* START Given information *
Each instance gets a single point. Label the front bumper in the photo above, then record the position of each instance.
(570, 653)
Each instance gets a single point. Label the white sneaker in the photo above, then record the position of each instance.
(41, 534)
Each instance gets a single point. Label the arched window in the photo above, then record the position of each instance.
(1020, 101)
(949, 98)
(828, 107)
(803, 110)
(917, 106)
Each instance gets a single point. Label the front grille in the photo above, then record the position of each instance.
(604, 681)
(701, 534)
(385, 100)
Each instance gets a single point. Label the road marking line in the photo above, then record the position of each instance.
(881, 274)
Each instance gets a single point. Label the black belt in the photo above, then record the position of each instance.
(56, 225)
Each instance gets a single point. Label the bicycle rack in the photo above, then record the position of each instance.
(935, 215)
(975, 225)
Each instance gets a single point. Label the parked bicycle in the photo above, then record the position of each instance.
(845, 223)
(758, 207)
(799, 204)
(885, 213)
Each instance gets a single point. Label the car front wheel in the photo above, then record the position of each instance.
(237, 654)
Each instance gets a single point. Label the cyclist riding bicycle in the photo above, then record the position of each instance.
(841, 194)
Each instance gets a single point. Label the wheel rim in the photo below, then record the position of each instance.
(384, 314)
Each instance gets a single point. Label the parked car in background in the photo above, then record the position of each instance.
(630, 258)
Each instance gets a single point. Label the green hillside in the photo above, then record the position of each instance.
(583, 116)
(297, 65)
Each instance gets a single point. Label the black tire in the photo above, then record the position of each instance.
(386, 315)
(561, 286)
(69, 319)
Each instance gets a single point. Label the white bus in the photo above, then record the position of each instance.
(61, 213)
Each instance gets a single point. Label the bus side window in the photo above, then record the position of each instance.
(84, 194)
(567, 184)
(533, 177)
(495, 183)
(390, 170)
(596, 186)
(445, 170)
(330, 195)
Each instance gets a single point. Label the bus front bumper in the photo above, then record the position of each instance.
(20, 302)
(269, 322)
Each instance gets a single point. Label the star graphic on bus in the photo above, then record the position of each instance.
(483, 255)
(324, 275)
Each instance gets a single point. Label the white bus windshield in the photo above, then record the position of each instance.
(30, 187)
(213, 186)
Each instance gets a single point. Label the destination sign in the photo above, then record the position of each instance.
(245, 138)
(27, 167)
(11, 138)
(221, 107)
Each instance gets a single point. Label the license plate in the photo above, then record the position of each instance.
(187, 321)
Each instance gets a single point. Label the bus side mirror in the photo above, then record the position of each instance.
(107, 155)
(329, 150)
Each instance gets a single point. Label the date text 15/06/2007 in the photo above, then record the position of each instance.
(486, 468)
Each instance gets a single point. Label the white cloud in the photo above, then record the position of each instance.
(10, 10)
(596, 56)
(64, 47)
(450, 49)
* END Given information *
> _Work instructions_:
Rewrite the listing from the line with "Each instance gets a single point. Label the wheel" through the end of the listing, replacing "bus side mirror" with "bus wing mirror" and leaving everything else unchanged.

> _Answer to the task_:
Each instance gets a single point. Label the wheel rim in the photo below, then record the position of each instance.
(384, 314)
Each instance gets a single point. Label the parked car in background in the photo above, then record the position of each instance.
(630, 258)
Each instance gets a single point. Label the green hillside in the photo above, then record the position of each instance.
(583, 116)
(297, 65)
Each instance gets a single point. Label the black tire in the photo above, then record the position of each instance.
(386, 315)
(561, 286)
(69, 319)
Each instance gets a single point. Label the white bus in the photo above, then record the position of each instance.
(61, 213)
Each instance gets a single point. Label the bus side window in the photo above, then record the position of each instance.
(84, 194)
(567, 184)
(533, 177)
(495, 183)
(390, 170)
(596, 186)
(445, 170)
(330, 195)
Each instance gets a single point. Label the bus front bumper in the photo above, then record the position of each instance.
(20, 302)
(269, 322)
Each instance gets a single point. Label the star graphic on bus in the photo above, then record the position of each instance.
(483, 255)
(324, 275)
Each instance gets a single point. Label the white bus windshield in the photo above, then record the position of each instance.
(30, 187)
(213, 186)
Each instance gets a single point. Label the destination sign in the photo above, then record the position of each instance.
(245, 138)
(27, 167)
(11, 138)
(221, 107)
Each instance gets a single point. Label the license plate in the photo above, then record the position of each instance.
(187, 321)
Each instance gets a single point. Label the bus wing mirror in the photo above, then record the position of each instance.
(107, 155)
(329, 150)
Each instance gets a single point. Label the date text 15/06/2007 in the photo above, then record the position of each instance.
(486, 468)
Each instance gets a single point. Label the white cloud in the photo above, then record the position of each instance.
(10, 10)
(596, 56)
(64, 47)
(450, 49)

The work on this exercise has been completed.